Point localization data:

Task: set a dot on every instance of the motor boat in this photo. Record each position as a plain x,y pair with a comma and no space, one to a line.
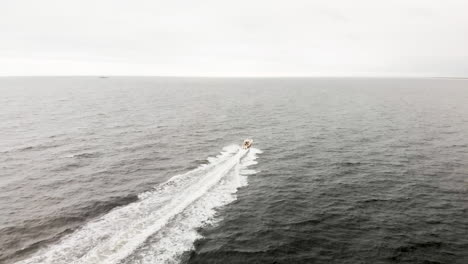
247,143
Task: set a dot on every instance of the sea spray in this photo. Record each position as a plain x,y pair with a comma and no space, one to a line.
162,224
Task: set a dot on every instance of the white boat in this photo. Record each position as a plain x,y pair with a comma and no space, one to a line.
247,143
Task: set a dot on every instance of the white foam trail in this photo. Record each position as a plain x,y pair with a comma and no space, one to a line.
161,225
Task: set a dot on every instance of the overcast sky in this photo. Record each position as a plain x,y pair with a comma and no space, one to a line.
234,38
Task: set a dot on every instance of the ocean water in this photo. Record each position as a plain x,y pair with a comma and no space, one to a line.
149,170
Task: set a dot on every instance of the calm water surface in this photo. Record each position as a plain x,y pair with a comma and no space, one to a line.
343,170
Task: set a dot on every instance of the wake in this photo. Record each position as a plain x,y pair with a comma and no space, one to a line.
161,226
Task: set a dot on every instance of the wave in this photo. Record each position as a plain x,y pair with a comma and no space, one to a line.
162,224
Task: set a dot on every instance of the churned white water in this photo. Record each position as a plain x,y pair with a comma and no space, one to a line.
161,225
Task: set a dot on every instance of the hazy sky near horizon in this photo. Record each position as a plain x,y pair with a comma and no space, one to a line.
234,38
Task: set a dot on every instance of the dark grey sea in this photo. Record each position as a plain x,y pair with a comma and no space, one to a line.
149,170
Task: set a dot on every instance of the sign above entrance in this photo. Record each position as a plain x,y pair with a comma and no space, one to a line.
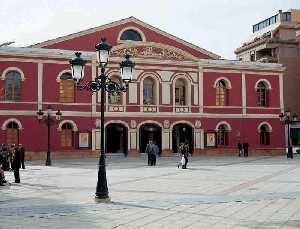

> **Aim of the task**: Copy out the entries verbatim, but skip every picture.

> **Task output**:
Task: set a dot on every instance of the motor boat in this photo. Record each position as a plain x,y pair with a comma and no space, one to a line.
247,143
Task: set a dot on every instance of the sea spray in this photo. Record each position as a plain x,y pair with a comma and no space, one to a line.
162,224
Task: set a dot on every instance of the white boat in this photo. Record each position as a plain x,y pair with a comma and no space, one to a line.
247,143
Task: set a dot on every instance of the white foam trail in this photo. Record each position as a plain x,y pair with a comma and no space, one to a line.
161,225
Task: set a dot on every instance of the overcast sky in this photo. Record each position as a plain x,y pair with a comma and no space, one to a line.
234,38
Task: set a dot on every instance of the ocean water in this photo. Record each position as a plain x,y pair with a comma and no space, one to a line.
149,170
Task: set a dot on every instance of the calm water surface in this photo. Record each position as a plain x,y pair with a comma and no space, one to a line.
343,170
Task: set a dot on every instance of the wake in this photo. Record each position as a plain x,y pair with a comma and no space, one to a line.
161,226
Task: set a dot on every instance of the wave in this photo. Record each position as a plain x,y pair with a comma and no space, one to a line.
162,224
Task: set a dot on every instance of the churned white water in this photo. Record each position as a plain x,y pair with a comma and no space, one to a line.
161,225
Task: set a dot on every instance of the hazy sky near horizon in this photo. Record each position as a plain x,y pair with a comma and no space, one to a line.
234,38
Task: set a dot on every instance of the dark grey sea in this photo. Record each position as a plain x,y pair with a comma and no space, one to a line.
149,170
Task: set a dot on every instance of the sign above entrance in this photo. Record each position as a plain x,y pair with a comma and no space, one to a line.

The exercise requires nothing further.